The Bible was written between about two-thousand and thirty-five hundred years ago. The books are undated. Some books contain datable events, but the reader must supply the dates. That’s because the Bible was written for us rather than to us.

Like all history, Bible history is severely selective. But when a historian has a contemporaneous audience in mind, he can afford to let his audience fill in the gaps. That’s because the Bible was written for us rather than to us.

We have thirteen letters by Paul. Occasional pieces. Of the two surviving letters to the church of Corinth, we can infer that he wrote at least four letters to the Corinthians. And we only have his side of the correspondence. We must reconstruct the rest. That’s because the Bible was written for us rather than to us.

Books of the Bible rarely say where they were composed, or to whom. That’s because the Bible was written for us rather than to us.

Background information outside of Scripture is sparse and partisan. That’s because the Bible was written for us rather than to us.

When, therefore, I come to Scripture, I expect to find many obscurities and loose ends. I don’t expect it to be transparent to the eye. The wonder of it all is that Scripture is still intelligible so much of the time. That’s because, although it wasn’t written to us, it was written for us.

There’s a sense in which you and I don’t even belong here. I’m an outsider. An interloper. A trespasser.

We are the wild vine. We were graciously grafted onto the native foliage.

Like having a friend at the door of the club, we were let it without a ticket or a formal invitation. We were escorted to the nosebleed seats in the uppermost balcony.

We have been permitted and privileged to overhear this ancient conversation which God had with his people so very long ago. He has allowed us to hear the echo of that life-giving conversation he had so very long ago.

But some spectators high up in the balcony jeer and heckle. Instead of removing their shoes before they entered, to reverently listen and learn, they wave signs and shout the speaker down because the Bible isn’t utterly transparent to their understanding. They demand answers. Instant answers. They act as though the Bible was written to them rather than for them.

• _ENTRIES_:
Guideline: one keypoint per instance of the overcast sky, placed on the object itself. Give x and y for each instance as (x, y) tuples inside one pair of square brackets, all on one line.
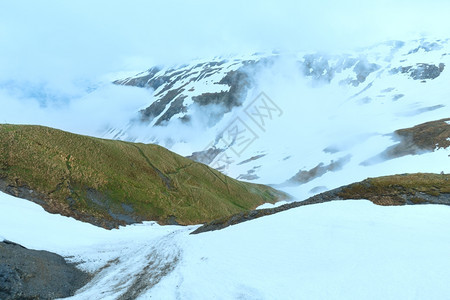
[(82, 39)]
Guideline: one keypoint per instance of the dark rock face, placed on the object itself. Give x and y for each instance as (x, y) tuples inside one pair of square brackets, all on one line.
[(32, 274), (416, 140)]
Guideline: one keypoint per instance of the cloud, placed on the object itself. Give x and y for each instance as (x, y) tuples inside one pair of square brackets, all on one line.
[(56, 50)]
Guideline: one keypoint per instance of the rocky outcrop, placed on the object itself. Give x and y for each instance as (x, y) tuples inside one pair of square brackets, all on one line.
[(406, 189), (32, 274), (421, 71)]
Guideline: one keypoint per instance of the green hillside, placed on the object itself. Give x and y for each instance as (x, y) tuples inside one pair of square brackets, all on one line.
[(109, 183)]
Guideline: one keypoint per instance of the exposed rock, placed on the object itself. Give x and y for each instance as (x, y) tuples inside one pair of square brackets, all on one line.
[(422, 138), (421, 71), (32, 274), (406, 189)]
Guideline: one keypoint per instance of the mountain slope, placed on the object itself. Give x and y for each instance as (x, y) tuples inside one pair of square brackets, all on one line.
[(109, 183), (307, 122), (334, 250), (404, 189)]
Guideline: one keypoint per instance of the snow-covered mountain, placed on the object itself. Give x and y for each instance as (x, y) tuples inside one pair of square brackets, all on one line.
[(304, 122)]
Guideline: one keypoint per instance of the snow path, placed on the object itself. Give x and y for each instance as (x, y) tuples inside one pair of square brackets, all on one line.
[(135, 271)]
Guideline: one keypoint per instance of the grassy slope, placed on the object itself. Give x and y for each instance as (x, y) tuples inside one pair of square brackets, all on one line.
[(109, 182), (399, 189)]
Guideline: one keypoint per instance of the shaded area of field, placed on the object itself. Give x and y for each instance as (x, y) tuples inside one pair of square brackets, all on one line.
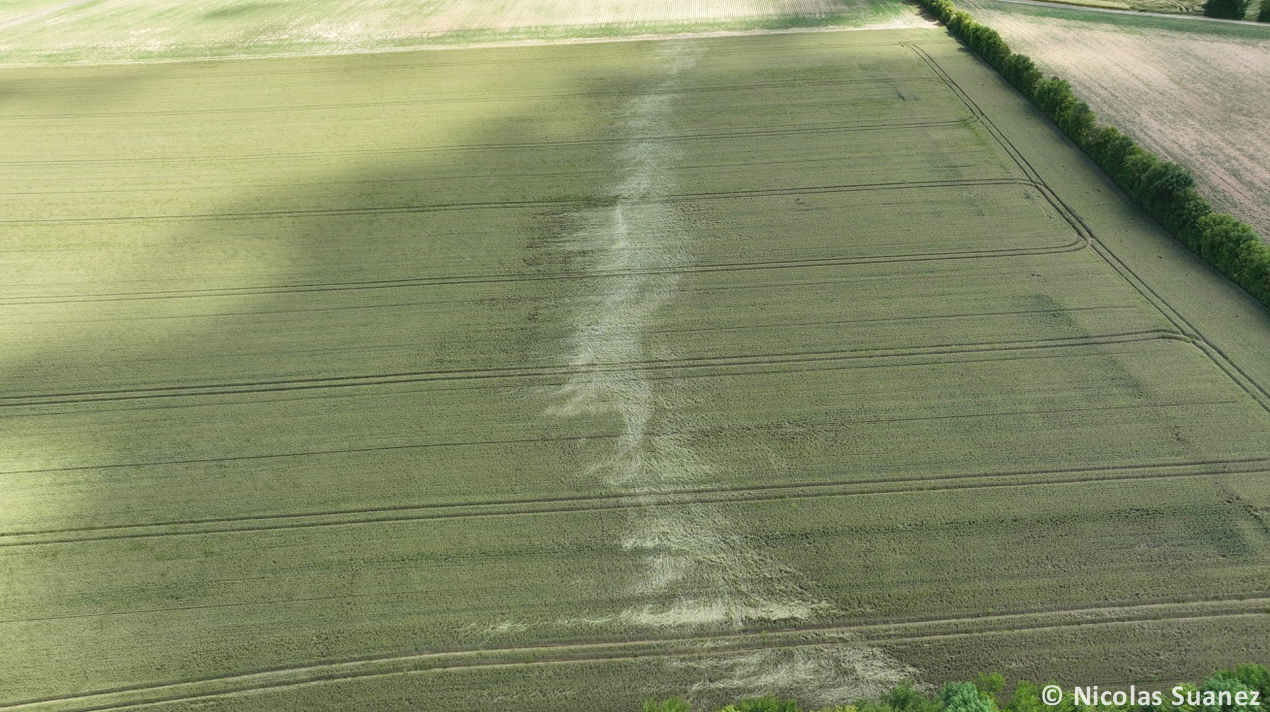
[(1193, 93), (530, 372)]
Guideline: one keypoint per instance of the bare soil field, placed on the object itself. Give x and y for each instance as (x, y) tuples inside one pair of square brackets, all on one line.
[(121, 31), (1196, 94), (561, 377)]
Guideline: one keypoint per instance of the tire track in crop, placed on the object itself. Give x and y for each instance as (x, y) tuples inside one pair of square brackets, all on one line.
[(1256, 391), (587, 369), (443, 98), (671, 649), (785, 368), (556, 277), (683, 496), (497, 147), (563, 204)]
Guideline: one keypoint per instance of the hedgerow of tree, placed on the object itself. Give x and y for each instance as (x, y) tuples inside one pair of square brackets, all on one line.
[(987, 694), (1165, 189)]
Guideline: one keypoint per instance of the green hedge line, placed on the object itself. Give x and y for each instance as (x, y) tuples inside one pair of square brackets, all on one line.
[(1166, 191), (986, 694)]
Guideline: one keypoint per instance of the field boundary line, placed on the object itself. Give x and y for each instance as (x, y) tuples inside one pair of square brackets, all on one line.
[(1256, 391), (666, 647), (578, 504), (512, 43)]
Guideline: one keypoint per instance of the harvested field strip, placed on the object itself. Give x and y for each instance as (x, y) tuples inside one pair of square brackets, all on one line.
[(1241, 377), (555, 372), (668, 647), (636, 500)]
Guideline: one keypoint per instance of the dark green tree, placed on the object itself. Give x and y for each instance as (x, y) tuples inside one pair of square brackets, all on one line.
[(1221, 239), (964, 697), (1227, 9)]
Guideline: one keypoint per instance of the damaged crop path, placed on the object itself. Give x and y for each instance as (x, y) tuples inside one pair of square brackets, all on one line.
[(785, 364)]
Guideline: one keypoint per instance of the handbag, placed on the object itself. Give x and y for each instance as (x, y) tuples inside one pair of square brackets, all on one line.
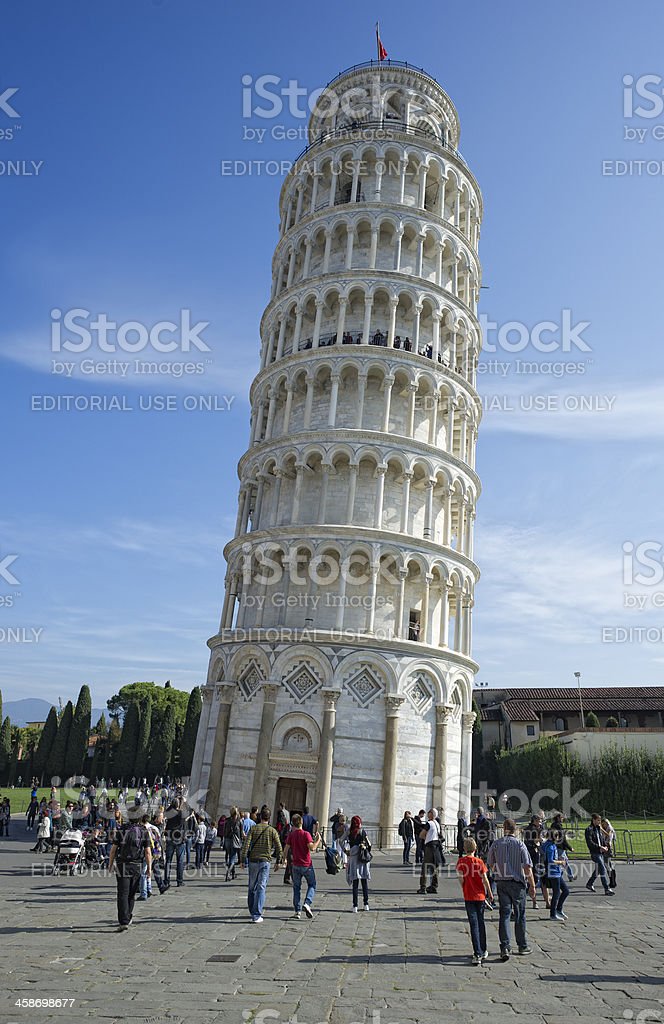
[(364, 853)]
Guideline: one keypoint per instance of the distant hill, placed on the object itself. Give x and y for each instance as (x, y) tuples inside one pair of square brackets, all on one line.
[(36, 710)]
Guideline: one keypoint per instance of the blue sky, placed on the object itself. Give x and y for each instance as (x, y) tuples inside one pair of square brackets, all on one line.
[(118, 518)]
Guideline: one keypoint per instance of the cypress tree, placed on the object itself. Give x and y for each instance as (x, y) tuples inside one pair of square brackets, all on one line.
[(142, 747), (56, 759), (45, 743), (77, 743), (5, 749), (191, 729), (112, 742), (162, 749), (126, 753)]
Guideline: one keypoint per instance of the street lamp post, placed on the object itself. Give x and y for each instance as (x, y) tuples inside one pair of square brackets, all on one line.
[(577, 676)]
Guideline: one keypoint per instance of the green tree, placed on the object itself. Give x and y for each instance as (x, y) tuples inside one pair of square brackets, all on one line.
[(77, 743), (142, 747), (125, 755), (112, 743), (190, 732), (45, 743), (56, 759), (162, 748), (101, 728), (5, 750), (161, 697)]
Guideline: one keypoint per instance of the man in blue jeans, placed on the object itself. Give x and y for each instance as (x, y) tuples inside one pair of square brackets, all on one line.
[(512, 870), (300, 845), (597, 843), (260, 845), (175, 844)]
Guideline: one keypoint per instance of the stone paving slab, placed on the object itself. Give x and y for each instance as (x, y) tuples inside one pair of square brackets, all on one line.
[(405, 962)]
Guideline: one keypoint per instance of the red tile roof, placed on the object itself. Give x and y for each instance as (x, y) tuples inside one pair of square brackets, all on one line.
[(523, 705)]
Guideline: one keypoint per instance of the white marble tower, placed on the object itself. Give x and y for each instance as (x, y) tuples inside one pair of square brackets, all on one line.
[(341, 673)]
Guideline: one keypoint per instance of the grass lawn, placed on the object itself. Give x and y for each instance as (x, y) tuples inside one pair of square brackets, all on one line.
[(19, 798)]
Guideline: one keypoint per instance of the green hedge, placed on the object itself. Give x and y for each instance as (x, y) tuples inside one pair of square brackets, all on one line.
[(616, 778)]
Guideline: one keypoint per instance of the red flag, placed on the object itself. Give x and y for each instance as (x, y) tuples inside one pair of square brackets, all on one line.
[(382, 52)]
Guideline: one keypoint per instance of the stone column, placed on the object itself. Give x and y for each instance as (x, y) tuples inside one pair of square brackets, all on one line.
[(334, 396), (393, 303), (325, 471), (380, 492), (341, 318), (406, 502), (401, 601), (326, 760), (264, 742), (386, 386), (373, 248), (317, 323), (467, 721), (288, 410), (349, 245), (366, 327), (443, 713), (362, 390), (298, 328), (392, 705), (213, 799), (308, 401)]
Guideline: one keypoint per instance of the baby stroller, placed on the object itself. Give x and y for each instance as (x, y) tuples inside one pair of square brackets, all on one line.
[(69, 852)]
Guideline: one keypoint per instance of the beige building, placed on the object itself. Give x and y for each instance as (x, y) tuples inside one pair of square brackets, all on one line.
[(342, 672), (512, 717)]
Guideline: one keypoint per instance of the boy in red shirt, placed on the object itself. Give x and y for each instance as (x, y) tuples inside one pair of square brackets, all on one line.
[(471, 872), (299, 846)]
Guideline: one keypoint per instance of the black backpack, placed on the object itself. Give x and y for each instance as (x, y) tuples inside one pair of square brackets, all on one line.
[(132, 847)]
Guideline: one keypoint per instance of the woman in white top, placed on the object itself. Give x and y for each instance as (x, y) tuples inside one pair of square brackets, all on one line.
[(43, 834), (199, 840)]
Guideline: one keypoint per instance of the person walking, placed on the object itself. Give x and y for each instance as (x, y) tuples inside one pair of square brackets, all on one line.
[(473, 878), (199, 840), (43, 834), (407, 833), (301, 845), (233, 839), (260, 845), (432, 855), (553, 863), (512, 869), (131, 845), (358, 869), (597, 843), (462, 824), (419, 823), (175, 844)]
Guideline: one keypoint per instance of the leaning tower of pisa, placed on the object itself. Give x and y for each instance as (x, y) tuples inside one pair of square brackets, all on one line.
[(342, 673)]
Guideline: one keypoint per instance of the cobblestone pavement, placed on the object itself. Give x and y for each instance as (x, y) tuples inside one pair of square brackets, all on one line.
[(406, 960)]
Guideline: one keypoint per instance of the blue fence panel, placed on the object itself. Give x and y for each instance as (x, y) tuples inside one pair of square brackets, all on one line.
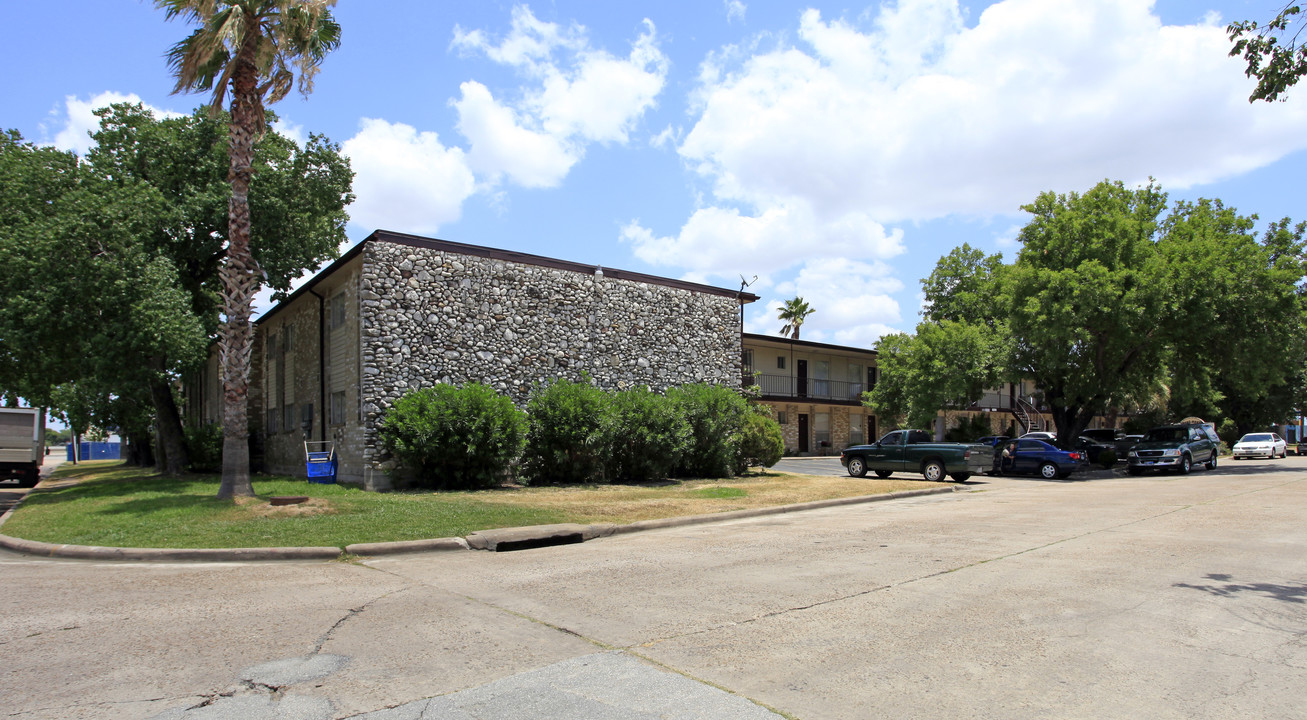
[(98, 451)]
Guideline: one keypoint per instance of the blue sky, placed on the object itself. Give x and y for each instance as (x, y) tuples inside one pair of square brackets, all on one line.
[(833, 150)]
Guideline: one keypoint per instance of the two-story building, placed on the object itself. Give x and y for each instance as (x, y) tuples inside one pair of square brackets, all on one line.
[(399, 312), (814, 391)]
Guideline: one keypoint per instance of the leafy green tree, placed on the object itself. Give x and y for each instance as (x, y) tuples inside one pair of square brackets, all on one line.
[(254, 49), (1240, 337), (1272, 51), (1089, 301), (944, 365), (1114, 302), (794, 314), (139, 228), (85, 302)]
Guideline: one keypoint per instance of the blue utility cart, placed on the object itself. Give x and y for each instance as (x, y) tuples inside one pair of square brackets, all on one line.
[(320, 461)]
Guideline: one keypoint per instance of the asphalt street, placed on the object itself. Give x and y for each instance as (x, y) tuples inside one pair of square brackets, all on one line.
[(1014, 597)]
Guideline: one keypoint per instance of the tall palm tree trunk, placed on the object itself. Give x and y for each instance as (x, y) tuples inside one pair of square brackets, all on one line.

• _WHAT YOU WILL DO_:
[a] Rewrite the stretch of the passage on how the Bible was written for us, from "We are the wild" through "than for them.", replacing "balcony" with "gallery".
[b] Write what comes next in the passage on how the Bible was written for us, picking up after its last sentence.

• _TASK RESPONSES_:
[a]
We are the wild vine. We were graciously grafted onto the native foliage.

Like having a friend at the door of the club, we were let it without a ticket or a formal invitation. We were escorted to the nosebleed seats in the uppermost gallery.

We have been permitted and privileged to overhear this ancient conversation which God had with his people so very long ago. He has allowed us to hear the echo of that life-giving conversation he had so very long ago.

But some spectators high up in the gallery jeer and heckle. Instead of removing their shoes before they entered, to reverently listen and learn, they wave signs and shout the speaker down because the Bible isn’t utterly transparent to their understanding. They demand answers. Instant answers. They act as though the Bible was written to them rather than for them.

[b]
They deny the inspiration of Scripture. And yet, if Scripture were inspired, it would confront us with many obscurities and loose ends—since it was written for us rather than to us.

We ought to be thankful even to be here. So many perished outside the auditorium without ever hearing the word of life. Less attitude, and more gratitude, is what is called for. Yes, unspeakable gratitude.


  1. Also, and you and others have made this point, obvious point, but it's worth mentioning because it's foundational: if the Bible were written the way these types of critics demand it to have been written they would just have a whole new set of 'proofs' that it is not inspired and inerrant.

    Alot of it is lack of experience with literature in general too. I think C. S. Lewis wrote a good essay on this point.

    "The undermining of the old orthodoxy has been mainly the work of divines engaged in New Testament criticism. The authority of experts in that discipline is the authority in deference to whom we are asked to give up a huge mass of beliefs shared in common by the early Church, the Fathers, the Middle Ages, the Reformers, and even the nineteenth century. I want to explain what it is that makes me skeptical about this authority. Ignorantly skeptical, as you will all too easily see. But the scepticism is the father of the ignorance. It is hard to persevere in a close study when you can work up no prima facie confidence in your teachers.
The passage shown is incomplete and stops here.